■ **INSTRUCTIONS TO FOLLOW**
Which lines in the entries below contain the word "green"? Report each of them in full.

■ **RECORDS FOR PROCESSING**
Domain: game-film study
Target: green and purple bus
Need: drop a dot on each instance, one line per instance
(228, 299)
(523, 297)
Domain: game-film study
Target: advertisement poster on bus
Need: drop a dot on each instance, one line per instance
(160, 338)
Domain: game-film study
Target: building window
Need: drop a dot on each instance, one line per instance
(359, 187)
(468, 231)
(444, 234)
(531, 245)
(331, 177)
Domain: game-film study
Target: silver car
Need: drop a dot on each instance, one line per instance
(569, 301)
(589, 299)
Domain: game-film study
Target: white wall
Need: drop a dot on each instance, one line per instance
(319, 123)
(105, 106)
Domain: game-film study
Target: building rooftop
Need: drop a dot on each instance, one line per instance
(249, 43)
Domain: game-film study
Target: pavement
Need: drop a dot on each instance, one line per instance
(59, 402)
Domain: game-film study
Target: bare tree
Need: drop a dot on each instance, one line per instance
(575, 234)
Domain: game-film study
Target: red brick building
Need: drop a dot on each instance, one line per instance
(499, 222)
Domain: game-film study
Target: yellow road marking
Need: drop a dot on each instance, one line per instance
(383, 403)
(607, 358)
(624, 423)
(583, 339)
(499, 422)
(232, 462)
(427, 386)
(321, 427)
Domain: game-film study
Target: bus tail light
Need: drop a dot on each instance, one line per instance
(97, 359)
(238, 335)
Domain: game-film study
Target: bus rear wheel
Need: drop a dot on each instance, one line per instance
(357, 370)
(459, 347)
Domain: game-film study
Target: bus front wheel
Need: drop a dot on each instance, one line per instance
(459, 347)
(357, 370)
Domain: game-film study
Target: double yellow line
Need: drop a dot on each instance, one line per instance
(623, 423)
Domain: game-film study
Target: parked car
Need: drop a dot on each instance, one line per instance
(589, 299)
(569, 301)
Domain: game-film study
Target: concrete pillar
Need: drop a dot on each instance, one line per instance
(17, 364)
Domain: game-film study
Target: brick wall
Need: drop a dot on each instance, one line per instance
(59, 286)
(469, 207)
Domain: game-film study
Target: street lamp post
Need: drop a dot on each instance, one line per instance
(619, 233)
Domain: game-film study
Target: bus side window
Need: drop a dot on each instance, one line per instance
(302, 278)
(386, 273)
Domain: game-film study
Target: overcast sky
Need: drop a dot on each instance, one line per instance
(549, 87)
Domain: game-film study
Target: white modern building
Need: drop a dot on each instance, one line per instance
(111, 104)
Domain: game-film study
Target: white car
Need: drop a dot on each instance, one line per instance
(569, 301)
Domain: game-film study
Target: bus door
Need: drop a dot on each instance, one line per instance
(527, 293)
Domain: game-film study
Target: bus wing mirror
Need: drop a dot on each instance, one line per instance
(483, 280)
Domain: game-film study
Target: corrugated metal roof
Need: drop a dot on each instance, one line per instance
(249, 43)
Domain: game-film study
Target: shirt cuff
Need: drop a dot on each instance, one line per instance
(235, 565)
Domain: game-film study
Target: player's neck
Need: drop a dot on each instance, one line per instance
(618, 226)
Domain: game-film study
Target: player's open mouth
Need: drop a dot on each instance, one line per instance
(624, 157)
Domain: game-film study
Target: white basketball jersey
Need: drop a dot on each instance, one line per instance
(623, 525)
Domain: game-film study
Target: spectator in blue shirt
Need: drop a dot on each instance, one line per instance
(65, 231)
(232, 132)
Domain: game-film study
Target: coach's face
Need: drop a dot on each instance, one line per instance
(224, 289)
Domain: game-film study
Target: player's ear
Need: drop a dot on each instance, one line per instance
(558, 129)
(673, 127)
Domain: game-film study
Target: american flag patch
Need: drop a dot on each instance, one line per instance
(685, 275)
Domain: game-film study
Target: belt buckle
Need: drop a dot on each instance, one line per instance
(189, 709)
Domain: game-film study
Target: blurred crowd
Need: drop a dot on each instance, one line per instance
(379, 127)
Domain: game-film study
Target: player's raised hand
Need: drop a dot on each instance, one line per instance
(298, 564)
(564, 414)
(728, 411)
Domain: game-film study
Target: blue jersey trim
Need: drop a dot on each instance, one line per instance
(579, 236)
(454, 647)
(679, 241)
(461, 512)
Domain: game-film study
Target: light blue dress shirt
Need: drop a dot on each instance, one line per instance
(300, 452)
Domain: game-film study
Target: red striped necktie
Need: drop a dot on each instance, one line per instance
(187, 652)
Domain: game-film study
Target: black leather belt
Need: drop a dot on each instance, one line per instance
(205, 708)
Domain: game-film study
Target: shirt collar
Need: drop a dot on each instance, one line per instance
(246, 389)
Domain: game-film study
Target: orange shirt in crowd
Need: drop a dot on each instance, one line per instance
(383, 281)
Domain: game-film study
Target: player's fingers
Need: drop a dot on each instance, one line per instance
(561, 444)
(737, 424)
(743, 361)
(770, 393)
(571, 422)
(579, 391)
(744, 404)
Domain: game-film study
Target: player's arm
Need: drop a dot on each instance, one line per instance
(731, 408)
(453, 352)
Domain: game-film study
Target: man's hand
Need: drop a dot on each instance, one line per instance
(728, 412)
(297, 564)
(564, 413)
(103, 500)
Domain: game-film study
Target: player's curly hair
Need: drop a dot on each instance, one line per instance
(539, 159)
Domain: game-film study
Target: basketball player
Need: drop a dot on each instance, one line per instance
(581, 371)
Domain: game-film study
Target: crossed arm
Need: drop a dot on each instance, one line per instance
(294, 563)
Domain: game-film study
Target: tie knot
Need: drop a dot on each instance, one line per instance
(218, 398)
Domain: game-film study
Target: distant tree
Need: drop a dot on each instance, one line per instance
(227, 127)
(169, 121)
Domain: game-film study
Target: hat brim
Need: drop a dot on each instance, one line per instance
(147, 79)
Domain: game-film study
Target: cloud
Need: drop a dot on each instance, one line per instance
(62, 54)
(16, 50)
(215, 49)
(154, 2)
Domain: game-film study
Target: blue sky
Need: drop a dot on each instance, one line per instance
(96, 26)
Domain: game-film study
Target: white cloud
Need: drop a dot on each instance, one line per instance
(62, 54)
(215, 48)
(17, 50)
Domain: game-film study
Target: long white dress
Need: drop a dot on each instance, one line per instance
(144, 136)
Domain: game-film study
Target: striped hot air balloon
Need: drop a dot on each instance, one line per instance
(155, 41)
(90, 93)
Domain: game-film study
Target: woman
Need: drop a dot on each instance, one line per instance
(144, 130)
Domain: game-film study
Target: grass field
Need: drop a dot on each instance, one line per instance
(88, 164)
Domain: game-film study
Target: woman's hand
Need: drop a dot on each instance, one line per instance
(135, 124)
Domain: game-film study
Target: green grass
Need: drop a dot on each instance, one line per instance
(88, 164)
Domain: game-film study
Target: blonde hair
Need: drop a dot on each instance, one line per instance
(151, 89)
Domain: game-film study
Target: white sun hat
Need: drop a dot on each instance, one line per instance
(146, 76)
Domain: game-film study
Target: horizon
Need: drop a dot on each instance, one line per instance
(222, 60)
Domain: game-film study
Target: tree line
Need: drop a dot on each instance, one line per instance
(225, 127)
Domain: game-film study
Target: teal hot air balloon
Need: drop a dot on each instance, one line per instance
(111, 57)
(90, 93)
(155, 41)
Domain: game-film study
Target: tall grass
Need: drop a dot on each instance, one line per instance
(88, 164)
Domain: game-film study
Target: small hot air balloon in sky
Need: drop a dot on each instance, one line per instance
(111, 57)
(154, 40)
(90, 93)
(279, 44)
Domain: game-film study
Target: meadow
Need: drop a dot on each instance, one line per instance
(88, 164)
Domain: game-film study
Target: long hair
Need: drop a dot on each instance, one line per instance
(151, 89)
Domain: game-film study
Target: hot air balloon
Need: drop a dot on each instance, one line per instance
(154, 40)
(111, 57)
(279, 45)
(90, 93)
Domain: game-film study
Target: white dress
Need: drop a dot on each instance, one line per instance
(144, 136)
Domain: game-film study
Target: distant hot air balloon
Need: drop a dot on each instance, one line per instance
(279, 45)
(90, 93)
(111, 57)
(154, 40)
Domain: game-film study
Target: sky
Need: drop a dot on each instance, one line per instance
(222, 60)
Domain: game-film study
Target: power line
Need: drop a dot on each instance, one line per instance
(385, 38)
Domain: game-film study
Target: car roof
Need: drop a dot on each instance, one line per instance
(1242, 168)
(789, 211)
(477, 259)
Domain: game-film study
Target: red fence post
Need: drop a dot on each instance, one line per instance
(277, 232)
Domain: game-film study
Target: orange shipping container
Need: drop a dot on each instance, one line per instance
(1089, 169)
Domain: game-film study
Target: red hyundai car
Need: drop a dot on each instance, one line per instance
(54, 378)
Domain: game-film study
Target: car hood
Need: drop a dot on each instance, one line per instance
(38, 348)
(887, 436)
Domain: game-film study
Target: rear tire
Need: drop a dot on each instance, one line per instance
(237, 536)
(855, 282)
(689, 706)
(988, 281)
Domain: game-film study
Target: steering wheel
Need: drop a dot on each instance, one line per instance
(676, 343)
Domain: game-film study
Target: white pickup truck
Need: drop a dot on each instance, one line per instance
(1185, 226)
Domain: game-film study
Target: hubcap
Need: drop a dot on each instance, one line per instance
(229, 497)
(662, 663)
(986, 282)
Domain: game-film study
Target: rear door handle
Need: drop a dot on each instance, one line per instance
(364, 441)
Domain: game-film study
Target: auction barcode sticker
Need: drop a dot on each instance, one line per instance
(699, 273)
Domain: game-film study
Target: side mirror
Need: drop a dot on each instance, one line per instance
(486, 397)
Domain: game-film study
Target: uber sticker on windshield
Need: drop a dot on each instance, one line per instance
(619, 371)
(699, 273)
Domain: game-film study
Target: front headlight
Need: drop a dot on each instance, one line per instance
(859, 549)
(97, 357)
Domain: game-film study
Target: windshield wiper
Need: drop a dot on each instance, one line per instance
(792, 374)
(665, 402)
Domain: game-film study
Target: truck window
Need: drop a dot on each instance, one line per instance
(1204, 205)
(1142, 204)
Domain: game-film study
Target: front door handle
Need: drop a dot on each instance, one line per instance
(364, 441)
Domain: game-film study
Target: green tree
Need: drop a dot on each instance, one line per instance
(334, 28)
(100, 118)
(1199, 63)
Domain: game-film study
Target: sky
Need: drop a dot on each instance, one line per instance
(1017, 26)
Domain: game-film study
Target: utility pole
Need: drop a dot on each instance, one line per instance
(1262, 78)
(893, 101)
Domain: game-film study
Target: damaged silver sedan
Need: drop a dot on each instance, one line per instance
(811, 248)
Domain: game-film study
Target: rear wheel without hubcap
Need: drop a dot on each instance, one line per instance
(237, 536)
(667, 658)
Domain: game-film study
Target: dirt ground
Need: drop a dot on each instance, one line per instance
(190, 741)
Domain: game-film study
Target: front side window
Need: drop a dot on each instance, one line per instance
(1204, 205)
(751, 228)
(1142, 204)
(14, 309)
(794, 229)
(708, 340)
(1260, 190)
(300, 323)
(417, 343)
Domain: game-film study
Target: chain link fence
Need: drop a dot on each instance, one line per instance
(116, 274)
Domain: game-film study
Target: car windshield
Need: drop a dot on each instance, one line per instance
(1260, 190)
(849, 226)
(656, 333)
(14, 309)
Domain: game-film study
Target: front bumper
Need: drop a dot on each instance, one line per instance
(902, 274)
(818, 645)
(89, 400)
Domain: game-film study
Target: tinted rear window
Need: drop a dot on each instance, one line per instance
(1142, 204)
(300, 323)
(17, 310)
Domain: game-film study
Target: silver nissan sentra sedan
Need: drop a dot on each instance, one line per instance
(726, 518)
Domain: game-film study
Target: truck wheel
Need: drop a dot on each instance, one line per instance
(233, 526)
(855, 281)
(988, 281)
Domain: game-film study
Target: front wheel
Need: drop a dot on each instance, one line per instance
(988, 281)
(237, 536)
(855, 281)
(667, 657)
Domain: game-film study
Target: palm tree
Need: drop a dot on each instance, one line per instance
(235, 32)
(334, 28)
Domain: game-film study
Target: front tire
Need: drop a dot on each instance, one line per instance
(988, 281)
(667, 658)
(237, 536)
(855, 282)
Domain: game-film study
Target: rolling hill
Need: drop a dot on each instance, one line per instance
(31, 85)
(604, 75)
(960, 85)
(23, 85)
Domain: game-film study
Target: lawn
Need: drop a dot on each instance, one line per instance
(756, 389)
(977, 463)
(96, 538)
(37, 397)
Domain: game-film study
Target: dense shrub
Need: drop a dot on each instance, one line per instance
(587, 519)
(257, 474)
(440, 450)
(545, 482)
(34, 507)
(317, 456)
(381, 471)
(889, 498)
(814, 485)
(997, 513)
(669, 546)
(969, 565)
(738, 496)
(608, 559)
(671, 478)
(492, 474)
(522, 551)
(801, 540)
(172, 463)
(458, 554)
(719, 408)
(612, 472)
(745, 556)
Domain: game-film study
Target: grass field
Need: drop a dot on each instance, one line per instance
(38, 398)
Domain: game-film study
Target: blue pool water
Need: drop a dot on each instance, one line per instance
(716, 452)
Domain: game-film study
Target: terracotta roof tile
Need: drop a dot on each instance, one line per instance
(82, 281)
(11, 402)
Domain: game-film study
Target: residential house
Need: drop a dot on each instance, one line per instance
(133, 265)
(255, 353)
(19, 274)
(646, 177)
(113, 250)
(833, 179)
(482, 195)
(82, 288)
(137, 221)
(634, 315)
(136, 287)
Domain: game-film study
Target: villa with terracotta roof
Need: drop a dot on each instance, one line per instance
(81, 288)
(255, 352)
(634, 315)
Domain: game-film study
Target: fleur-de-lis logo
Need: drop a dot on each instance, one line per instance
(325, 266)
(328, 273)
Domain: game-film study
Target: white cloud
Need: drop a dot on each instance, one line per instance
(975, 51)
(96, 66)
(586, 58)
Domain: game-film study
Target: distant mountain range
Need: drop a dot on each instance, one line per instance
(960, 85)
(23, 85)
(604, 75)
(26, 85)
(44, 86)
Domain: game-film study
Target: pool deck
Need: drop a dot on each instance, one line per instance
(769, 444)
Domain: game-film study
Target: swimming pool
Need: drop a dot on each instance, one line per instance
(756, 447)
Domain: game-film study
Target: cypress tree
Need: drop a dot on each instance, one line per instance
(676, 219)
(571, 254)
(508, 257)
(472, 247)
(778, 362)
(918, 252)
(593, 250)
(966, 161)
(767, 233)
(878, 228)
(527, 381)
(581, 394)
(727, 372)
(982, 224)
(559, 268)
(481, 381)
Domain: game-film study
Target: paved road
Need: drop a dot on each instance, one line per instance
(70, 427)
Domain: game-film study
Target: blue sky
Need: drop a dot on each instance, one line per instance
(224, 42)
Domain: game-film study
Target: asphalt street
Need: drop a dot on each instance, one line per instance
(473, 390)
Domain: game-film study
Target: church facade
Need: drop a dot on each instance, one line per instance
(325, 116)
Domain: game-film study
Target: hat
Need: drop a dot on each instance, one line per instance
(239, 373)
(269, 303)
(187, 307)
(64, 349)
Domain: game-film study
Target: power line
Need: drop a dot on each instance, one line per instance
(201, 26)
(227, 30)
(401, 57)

■ **COMPLETE ANSWER**
Target: green and purple bus
Target: green grass
Target: green tree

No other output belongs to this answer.